=== Extracted material ===

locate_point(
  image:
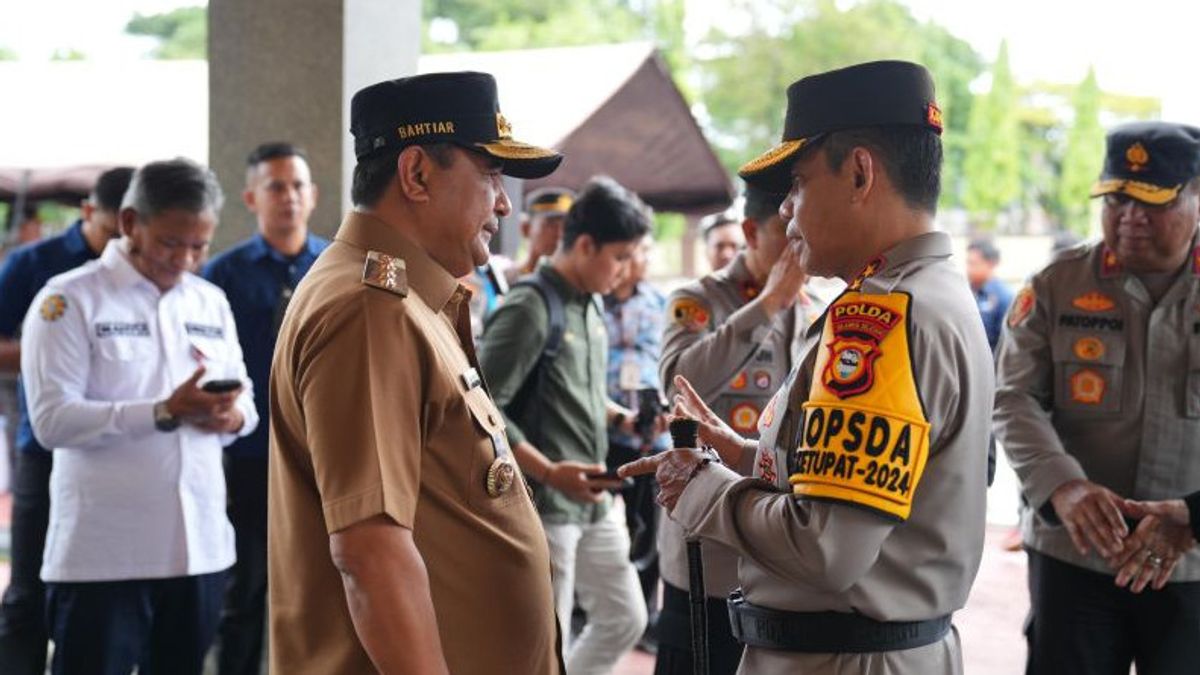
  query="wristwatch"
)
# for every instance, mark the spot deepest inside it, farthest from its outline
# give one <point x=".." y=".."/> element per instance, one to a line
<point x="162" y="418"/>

===

• Set task
Reproduce the lines of the items above with every occurrence of "instance" changed to "object" and nothing else altered. Omit the pictures from your answer.

• The solution
locate_point(
  image:
  query="wristwatch"
)
# for every object, mark the spot deepest inside it, farthest from its outline
# give one <point x=".." y=".."/> element per object, one to a line
<point x="162" y="418"/>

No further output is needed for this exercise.